Passage:
Operation Sheepskin was a British military operation in the Caribbean, aimed at restoring British rule to the island of Anguilla, after the island had declared itself as an independent Republic. The British government dispatched two Royal Navy ships and 300 soldiers of the 2nd Battalion, Parachute Regiment and 22 officers of the Metropolitan Police to restore order to the island. The operation was a success and British troops were met with no resistance by the islanders, as they had wanted the island to remain a British territory but with direct association with Great Britain, separate from Saint Kitts and Nevis, of which they were a part.

Background
On 27 February 1967, Britain granted the territory of Saint Christopher-Nevis-Anguilla the status of "associated state", with its own constitution and a considerable degree of self-government. Throughout its history, Anguilla was a neglected territory with a small population known for its poverty, harsh living conditions and arid land unfit for large-scale agriculture. By 1967 the situation on the island remained arduous, unlike most of their island neighbors, Anguilla lacked electricity, clean water, and the roads were severely inadequate. The neglect and rough conditions were compounded by the association with Saint Kitts and Nevis, as most aid and development went to the main island of Saint Kitts. The Chief Minister and later Premier of Saint Christopher-Nevis-Anguilla , Robert Bradshaw, didn't help matters by expressing his disdain for the island and its people. This led most Anguillians to view Bradshaw as authoritarian and many felt that he was unfairly depriving the small island of revenue, investment, and infrastructure. Many Anguillans strenuously objected to the continuing political subservience to Saint Kitts, and on 30 May (known as Anguilla Day), the Saint Kitts police were evicted from the island. The provisional government requested United States administration, which was declined. On 9 June 1967, an attack on Saint Kitts was launched by an 18-man party of Anguillians via boat to overthrow the government. The coup was a failure as only 12 men landed, 5 of whom were captured and later stood trial. On 11 July 1967, a referendum on Anguilla's secession from the fledgling state was held. The results were 1,813 votes for secession and five against. A declaration of independence (written mainly by Harvard Law professor Roger Fisher) was read publicly by Walter Hodge Declaring Anguilla as an independent Republic.

Provided data:
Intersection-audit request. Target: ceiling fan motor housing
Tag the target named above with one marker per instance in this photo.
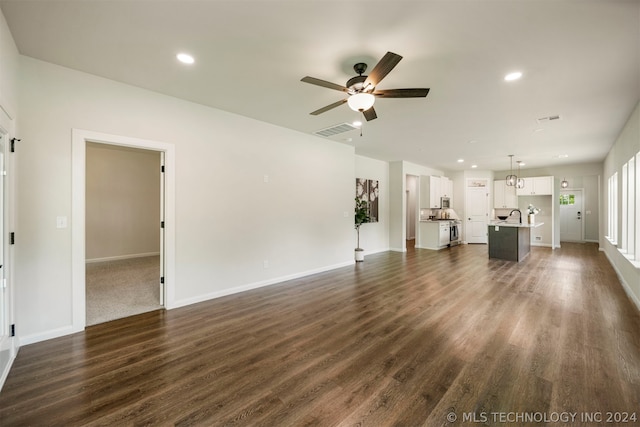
(356, 83)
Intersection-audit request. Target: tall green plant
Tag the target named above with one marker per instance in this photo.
(361, 216)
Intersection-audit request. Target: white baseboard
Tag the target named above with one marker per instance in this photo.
(627, 289)
(47, 335)
(543, 245)
(255, 285)
(376, 251)
(12, 357)
(120, 257)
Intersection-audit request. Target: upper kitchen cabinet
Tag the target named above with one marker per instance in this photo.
(446, 187)
(432, 188)
(536, 186)
(504, 196)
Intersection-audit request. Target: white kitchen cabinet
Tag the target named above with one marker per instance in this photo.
(432, 188)
(434, 235)
(536, 186)
(435, 189)
(504, 196)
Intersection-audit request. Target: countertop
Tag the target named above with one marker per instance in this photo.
(514, 224)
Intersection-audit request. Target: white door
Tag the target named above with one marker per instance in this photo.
(477, 210)
(571, 213)
(162, 183)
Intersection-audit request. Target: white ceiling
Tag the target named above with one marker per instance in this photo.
(580, 60)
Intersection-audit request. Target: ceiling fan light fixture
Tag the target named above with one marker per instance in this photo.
(361, 101)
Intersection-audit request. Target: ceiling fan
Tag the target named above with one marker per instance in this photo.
(362, 89)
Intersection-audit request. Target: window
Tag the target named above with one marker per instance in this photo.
(612, 217)
(629, 243)
(624, 211)
(632, 222)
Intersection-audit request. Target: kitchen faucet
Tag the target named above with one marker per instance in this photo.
(516, 210)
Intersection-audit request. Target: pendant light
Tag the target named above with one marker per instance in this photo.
(511, 179)
(519, 181)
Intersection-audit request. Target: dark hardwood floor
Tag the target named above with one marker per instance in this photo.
(422, 338)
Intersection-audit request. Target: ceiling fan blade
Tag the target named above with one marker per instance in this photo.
(382, 68)
(370, 114)
(328, 107)
(402, 93)
(324, 83)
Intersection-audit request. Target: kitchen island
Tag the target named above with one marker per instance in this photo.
(510, 240)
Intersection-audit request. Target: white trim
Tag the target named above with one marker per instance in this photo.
(256, 285)
(47, 335)
(543, 245)
(121, 257)
(79, 138)
(627, 289)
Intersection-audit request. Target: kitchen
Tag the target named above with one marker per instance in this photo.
(439, 224)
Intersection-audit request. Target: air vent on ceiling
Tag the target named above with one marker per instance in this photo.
(548, 119)
(335, 130)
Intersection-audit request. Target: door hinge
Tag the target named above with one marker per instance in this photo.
(13, 144)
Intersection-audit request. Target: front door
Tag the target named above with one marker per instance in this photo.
(477, 207)
(571, 213)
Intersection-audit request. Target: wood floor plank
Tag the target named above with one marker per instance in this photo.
(402, 339)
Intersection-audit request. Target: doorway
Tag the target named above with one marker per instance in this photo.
(477, 207)
(571, 213)
(411, 210)
(79, 141)
(123, 233)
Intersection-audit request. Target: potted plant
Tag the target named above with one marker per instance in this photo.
(361, 216)
(532, 210)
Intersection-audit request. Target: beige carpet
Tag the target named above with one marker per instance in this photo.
(117, 289)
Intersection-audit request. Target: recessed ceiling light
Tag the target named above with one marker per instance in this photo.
(185, 58)
(513, 76)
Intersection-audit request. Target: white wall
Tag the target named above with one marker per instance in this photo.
(398, 172)
(122, 202)
(8, 69)
(627, 144)
(228, 219)
(374, 237)
(584, 175)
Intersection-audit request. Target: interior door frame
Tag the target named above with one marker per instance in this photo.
(79, 139)
(8, 342)
(582, 220)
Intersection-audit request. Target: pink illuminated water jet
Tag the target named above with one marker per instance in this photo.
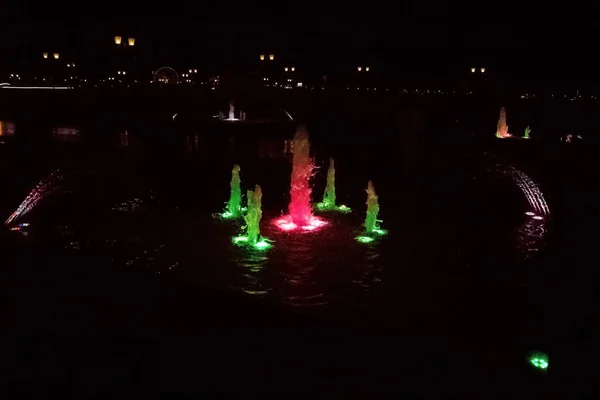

Written exercise A:
In the passage on Operation Sheepskin, how did the vote go in the 11 July 1967 referendum on Anguilla's secession?
Written exercise B:
Carry the passage on Operation Sheepskin forward from its last sentence.

Final result A:
There were 1,813 votes for secession and five against.

Final result B:
On 11 March 1969, the British government sent William Whitlock, a junior minister, as a diplomatic envoy to Anguilla in an effort to resolve the conflict and establish an interim British administration. Whitlock's proposal was rejected in part because of his treatment of the local Anguillians. Despite being greeted with British flags and chants of "God Save the Queen", Whitlock was curt and dismissive. His methods of diplomacy included a brief condescending speech, carelessly throwing leaflets at a gathered crowd, hardly acknowledging the local head of government, refusing the motorcade service arranged for him, and snubbing the plans he had made for lunch with local leader Ronald Webster. Whitlock and his delegation were subsequently ejected from the island via gunpoint.
Whitlock returned to Britain, reporting the ordeal, as well as mischaracterizing the island as being run by mafia-like gangsterism and foreign influence.

The Operation
On 19 March 1969, a contingent of 300 2nd Battalion, Parachute Regiment, plus 22 London Metropolitan Police peacefully landed by helicopter and landing craft on the island from the two frigates, ostensibly to "restore order".
Not a single shot was fired during the operation and British troops were greeted by foreign journalists and Anguillians. The invasion was met with indignation by some Anguillians but the soldiers encountered no resistance and found no elements of intimidation, mafia presence, or even the expected firearms. The British soldiers then worked on a 'hearts and minds' campaign whilst on the island to improve relations with the islanders. Six weeks after the operation had taken place, the initial paratroopers were flown back to Britain and a second force of paratroopers (B Company) stayed on the island until 14 September 1969 to maintain security. The invasion drew ire and ridicule at home and abroad, with the world press dubbing it "the Bay of Piglets". The invasion was a global public-relations embarrassment, contributing to the defeat of Harold Wilson at the 1970 general elections. Eventually, the islanders were happy with the political situation and no more civil strife took place following the operation. Anguilla officially seceded from Saint Kitts and Nevis in 1980. The island remains a British territory to this day.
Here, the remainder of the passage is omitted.